**PROVIDED PASSAGE**:
##############################

Unlike the Council all-candidates forum hosted by the Residents for Community Control — where almost all members of the audience were associated with candidates speaking at the front of the hall — the audience for the Kerrisdale Community Centre forum was 80% local residents, who arrived at 7pm on a dark and inclement Thursday evening not to get out of the rain, but to listen to candidates with whom they were unfamiliar, their community attendance an information seeking venture.
One similarity between the two Council all-candidate events: there were no panelists present from the governing Vision Vancouver party, nor for the second night in a row were there any panelists from Hector Bremner’s nascent and seemingly invisible Yes Vancouver civic party.
On this surprisingly vibrant and engaging Thursday evening, there were no panelists from the Coalition Party, either, although Coalition Party Mayoral candidate Wai Young and her Council candidate colleague, Glen Chernen were present, and standing at the back of the auditorium — both of whom who told this reporter that contact had been made by their civic party with the Kerrisdale Community Centre forum organizers requesting participation in the night’s event. But to no good effect, it would appear.

##############################

**THINGS TO DO**:
1. Write out the Kerrisdale forum report from "On this surprisingly" to "it would appear.".
2. Decide whether each statement agrees with the Kerrisdale forum report, and support each yes or no with the deciding words quoted from it. (a) Most of the audience at the Kerrisdale Community Centre forum were local residents. (b) Vision Vancouver had panelists at both Council all-candidate events. (c) Wai Young sat as a panelist at the Kerrisdale event.
3. According to the Kerrisdale forum report, which group hosted the other Council all-candidates forum?
The items that come after the Kerrisdale forum report have no connection to it.

**DATASET ROWS**:
##############################

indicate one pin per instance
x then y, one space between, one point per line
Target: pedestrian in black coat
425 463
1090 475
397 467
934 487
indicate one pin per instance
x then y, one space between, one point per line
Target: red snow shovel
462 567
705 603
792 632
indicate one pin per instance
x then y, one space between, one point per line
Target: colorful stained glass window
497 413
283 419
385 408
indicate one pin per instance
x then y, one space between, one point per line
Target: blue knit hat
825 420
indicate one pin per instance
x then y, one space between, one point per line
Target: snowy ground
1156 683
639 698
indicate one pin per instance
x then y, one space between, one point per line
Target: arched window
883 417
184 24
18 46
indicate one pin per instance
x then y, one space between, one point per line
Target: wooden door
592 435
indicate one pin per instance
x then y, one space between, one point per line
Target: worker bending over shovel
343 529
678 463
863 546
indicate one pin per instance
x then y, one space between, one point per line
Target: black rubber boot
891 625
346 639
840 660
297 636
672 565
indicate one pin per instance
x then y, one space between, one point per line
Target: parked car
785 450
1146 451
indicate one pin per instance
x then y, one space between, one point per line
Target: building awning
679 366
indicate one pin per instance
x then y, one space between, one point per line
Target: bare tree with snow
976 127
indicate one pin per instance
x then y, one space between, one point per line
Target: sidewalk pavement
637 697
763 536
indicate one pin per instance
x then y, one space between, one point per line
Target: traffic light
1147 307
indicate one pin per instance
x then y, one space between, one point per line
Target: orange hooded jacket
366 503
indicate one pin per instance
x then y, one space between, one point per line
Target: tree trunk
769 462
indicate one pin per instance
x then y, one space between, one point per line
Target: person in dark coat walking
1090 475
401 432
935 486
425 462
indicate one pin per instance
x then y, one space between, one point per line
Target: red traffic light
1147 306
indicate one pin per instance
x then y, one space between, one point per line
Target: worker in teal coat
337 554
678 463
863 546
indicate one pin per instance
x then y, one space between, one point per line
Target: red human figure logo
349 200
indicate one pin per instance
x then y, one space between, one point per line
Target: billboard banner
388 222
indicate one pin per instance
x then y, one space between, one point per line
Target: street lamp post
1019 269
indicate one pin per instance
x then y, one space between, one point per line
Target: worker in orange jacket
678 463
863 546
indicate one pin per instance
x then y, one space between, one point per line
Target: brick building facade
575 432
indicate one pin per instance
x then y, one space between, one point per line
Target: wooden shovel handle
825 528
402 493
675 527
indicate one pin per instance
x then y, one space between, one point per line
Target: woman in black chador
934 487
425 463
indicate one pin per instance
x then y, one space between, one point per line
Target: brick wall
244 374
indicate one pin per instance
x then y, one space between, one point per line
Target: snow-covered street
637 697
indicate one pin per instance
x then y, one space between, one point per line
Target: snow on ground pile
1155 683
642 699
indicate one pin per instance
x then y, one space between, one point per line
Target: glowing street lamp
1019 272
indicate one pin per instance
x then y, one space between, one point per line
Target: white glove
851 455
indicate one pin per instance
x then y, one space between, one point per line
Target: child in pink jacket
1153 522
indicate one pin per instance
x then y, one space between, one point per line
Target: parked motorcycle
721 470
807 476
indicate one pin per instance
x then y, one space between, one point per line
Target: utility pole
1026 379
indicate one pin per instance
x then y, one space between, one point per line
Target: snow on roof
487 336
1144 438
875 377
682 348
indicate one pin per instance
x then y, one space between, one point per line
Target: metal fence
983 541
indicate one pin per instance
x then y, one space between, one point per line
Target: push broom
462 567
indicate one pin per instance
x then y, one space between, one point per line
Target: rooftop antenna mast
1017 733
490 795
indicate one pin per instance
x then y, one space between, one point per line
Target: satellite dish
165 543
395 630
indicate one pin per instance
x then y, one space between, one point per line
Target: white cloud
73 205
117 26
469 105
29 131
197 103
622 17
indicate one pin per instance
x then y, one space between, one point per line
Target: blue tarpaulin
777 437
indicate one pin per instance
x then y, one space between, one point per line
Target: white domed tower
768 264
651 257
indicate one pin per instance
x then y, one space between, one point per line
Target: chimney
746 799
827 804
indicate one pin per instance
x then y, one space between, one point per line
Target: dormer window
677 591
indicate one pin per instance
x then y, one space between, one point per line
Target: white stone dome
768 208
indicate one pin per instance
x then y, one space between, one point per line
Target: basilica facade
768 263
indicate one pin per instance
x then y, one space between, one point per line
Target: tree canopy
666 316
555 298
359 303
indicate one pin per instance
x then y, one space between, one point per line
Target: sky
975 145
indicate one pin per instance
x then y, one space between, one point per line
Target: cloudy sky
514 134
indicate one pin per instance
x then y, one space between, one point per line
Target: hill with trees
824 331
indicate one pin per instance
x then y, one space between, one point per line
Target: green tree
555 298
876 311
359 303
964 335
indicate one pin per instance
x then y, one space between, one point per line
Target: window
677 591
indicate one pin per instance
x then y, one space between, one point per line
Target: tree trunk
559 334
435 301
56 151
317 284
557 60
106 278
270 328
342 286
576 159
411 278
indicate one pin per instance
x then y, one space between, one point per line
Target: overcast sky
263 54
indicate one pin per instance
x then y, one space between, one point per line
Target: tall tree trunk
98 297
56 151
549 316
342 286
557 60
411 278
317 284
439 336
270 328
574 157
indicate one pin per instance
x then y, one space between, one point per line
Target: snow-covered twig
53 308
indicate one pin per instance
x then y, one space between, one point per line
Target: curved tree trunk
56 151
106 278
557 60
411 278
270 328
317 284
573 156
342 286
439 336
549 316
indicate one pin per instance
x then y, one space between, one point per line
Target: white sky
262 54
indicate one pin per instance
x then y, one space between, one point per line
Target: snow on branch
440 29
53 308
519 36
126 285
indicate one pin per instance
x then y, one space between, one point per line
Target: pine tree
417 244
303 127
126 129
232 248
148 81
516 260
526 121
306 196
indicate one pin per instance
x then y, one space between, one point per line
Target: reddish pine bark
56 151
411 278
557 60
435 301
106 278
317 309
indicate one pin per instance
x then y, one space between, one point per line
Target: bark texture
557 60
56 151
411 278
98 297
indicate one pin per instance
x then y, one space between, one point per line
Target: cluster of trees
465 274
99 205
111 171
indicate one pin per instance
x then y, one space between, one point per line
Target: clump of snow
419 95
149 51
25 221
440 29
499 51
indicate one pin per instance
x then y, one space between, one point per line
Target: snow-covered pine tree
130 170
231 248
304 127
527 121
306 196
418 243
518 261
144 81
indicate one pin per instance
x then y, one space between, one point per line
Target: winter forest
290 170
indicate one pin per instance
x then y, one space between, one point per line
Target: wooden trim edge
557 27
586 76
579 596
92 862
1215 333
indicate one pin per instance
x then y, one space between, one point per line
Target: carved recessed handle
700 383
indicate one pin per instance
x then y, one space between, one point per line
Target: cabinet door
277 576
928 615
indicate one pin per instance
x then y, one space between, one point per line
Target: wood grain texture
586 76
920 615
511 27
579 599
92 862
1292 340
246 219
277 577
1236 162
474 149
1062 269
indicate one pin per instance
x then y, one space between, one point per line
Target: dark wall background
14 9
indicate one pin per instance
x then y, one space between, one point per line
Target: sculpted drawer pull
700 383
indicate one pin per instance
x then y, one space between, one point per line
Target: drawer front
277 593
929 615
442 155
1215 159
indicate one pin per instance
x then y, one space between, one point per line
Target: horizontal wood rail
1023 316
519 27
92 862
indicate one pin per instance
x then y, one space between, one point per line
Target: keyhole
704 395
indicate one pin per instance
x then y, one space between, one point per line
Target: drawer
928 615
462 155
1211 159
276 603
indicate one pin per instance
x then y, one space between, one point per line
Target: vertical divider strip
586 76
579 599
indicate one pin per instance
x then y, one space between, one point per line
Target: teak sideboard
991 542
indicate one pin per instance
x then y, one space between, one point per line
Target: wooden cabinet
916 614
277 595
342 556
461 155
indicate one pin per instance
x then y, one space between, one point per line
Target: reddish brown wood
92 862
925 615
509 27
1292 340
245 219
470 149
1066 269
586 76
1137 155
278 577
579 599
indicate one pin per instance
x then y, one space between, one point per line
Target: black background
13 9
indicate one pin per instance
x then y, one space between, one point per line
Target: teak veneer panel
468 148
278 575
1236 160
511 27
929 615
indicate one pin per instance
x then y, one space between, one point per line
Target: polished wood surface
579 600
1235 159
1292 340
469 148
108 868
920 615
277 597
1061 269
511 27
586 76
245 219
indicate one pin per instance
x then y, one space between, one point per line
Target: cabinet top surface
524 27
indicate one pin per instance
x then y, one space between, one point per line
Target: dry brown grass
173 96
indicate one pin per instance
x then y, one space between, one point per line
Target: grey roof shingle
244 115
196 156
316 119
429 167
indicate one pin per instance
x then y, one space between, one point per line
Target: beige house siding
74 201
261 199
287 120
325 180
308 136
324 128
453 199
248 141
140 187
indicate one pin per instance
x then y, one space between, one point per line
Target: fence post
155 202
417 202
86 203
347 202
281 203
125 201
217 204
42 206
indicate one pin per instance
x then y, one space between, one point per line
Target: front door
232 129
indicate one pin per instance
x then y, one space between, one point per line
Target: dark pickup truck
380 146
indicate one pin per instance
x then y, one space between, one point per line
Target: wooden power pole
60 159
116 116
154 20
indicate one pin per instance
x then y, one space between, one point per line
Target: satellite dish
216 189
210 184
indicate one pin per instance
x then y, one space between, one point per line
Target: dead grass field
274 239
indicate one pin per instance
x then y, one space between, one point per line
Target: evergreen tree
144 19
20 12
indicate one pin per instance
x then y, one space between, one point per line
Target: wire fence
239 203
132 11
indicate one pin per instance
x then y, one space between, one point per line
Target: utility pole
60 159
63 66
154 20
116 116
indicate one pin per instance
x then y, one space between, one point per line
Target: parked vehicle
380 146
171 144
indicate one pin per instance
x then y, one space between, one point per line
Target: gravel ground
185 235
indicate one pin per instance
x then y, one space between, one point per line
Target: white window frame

##############################

**COMPLETED EXERCISE**:
1.
On this surprisingly vibrant and engaging Thursday evening, there were no panelists from the Coalition Party, either, although Coalition Party Mayoral candidate Wai Young and her Council candidate colleague, Glen Chernen were present, and standing at the back of the auditorium — both of whom who told this reporter that contact had been made by their civic party with the Kerrisdale Community Centre forum organizers requesting participation in the night’s event. But to no good effect, it would appear.

2.
(a) Yes: "the audience for the Kerrisdale Community Centre forum was 80% local residents"
(b) No: "there were no panelists present from the governing Vision Vancouver party"
(c) No: "there were no panelists from the Coalition Party, either, although Coalition Party Mayoral candidate Wai Young and her Council candidate colleague, Glen Chernen were present, and standing at the back of the auditorium"

3. The Residents for Community Control